CONSEGNA DELL'ESERCIZIO:
Secondo l'estratto fornito, quanti Centri di aiuto alla vita operano oggi in Italia?

ESTRATTO FORNITO:

------------------------------------

Nei giorni scorsi Casini ha guidato una delegazione del Movimento all'audizione presso la Commissione Affari sociali della Camera dei deputati, che sta conducendo una indagine conoscitiva circa l'applicazione della legge 194/78 sulla interruzione volontaria della gravidanza.

Oltre al Mpv, i parlamentari della Commissione, presieduta da Giuseppe Palumbo (Forza Italia), hanno ascoltato i responsabili di altre associazioni e organismi che si occupano di vita e aborto, tra cui Associazione medici cattolici, Comunità Papa Giovanni XXIII, Caritas Italiana, Progetto Famiglia per le realtà cattoliche pro-vita e Unione donne italiane, Vita di donna, Donne in genere, Donne per lo sviluppo, Il Melograno per parte laica. Qui di seguito le considerazioni e tesi proposte da Casini ai parlamentari durante l'audizione.

ALCUNI DATI SU CAV E MPV IN ITALIA. Dal 1975 alla fine del 2004 grazie ai Centri di aiuto alla vita (Cav) in Italia sono nati 70mila bambini. Solo lo scorso anno ne sono nati circa 7.000. Le gestanti straniere che si sono presentate ai Cav nel 2004 sono state il 72,6% del totale delle gestanti, nel 1990 erano il 16%: la situazione – sottolinea Casini – si è così in pochi anni "rovesciata".

Ad oggi in Italia operano 278 Centri di aiuto alla vita che assistono ogni anno oltre 30mila donne. Dall'avvio del primo Cav sono state assistite oltre 100mila gestanti, e altrettante donne, molte delle quali già madri, hanno avuto aiuto, consigli e assistenza di varia natura: si tratta in genere di sostegno economico, assistenza psicologica e morale, assistenza sociale, medica, servizi di baby-sitting. L'11% delle gestanti assistite ha potuto usufruire di ospitalità in case di accoglienza, presso famiglie o case gestite dai Cav.

Le gestanti che si presentano ai Centri sono per lo più sposate (58%), di età compresa fra i 25 e i 34 anni (51%), casalinghe (36%) o disoccupate (31%), hanno difficoltà economiche (41%). Dopo il parto, il bambino è rimasto nel 98% dei casi con la madre. Quanto alla nazionalità delle assistite, le più numerose continuano ad essere le africane (42%). Seguono le europee (24%) specie dei Paesi dell'Est, le donne dell'America Centrale e Latina (15%), e infine le asiatiche (6%). Al Mpv sono federate oltre 500 associazioni locali tra Cav, Mpv, Case di accoglienza e Servizi di accoglienza (Sav).

PERCHÈ SI ARRIVA A INTERROMPERE LA GRAVIDANZA. Tra le cause che portano all'aborto le difficoltà di ordine economico sono quelle più frequentemente indicate, ma – dice Casini – "ad una più approfondita analisi ci si accorge che la causa più generale, una sorta di comune denominatore, è la solitudine: la gravidanza appare un evento troppo pesante per essere portato sulle sole spalle della donna. Ne deriva l'efficacia del metodo di condivisione, che potrebbe essere espressa con le formule: "Non contro, ma insieme alla madre".

------------------------------------

Righe di origine:

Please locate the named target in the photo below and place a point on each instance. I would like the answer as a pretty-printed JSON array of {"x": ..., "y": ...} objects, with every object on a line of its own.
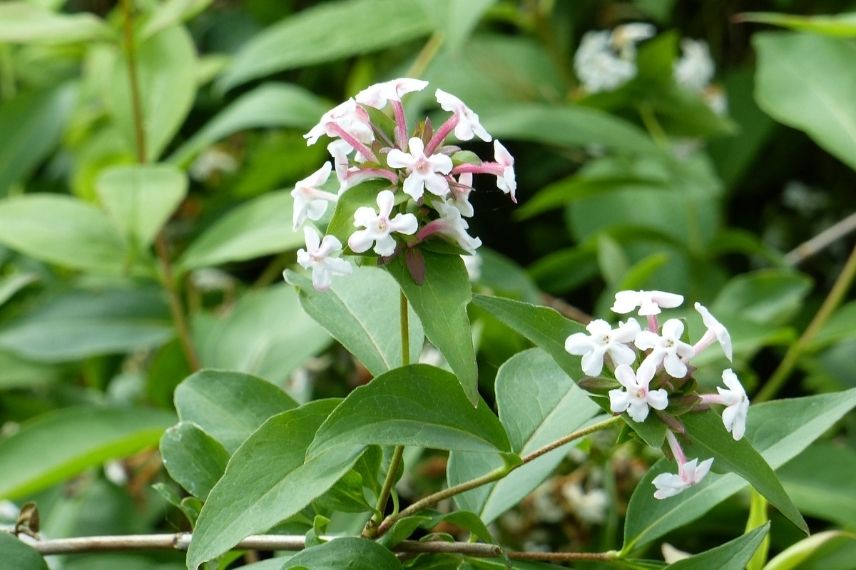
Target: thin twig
[
  {"x": 832, "y": 301},
  {"x": 161, "y": 247},
  {"x": 822, "y": 240},
  {"x": 274, "y": 542},
  {"x": 495, "y": 475}
]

------------------------------------

RISULTATO DELL'ESERCIZIO:
In Italia operano 278 Centri di aiuto alla vita.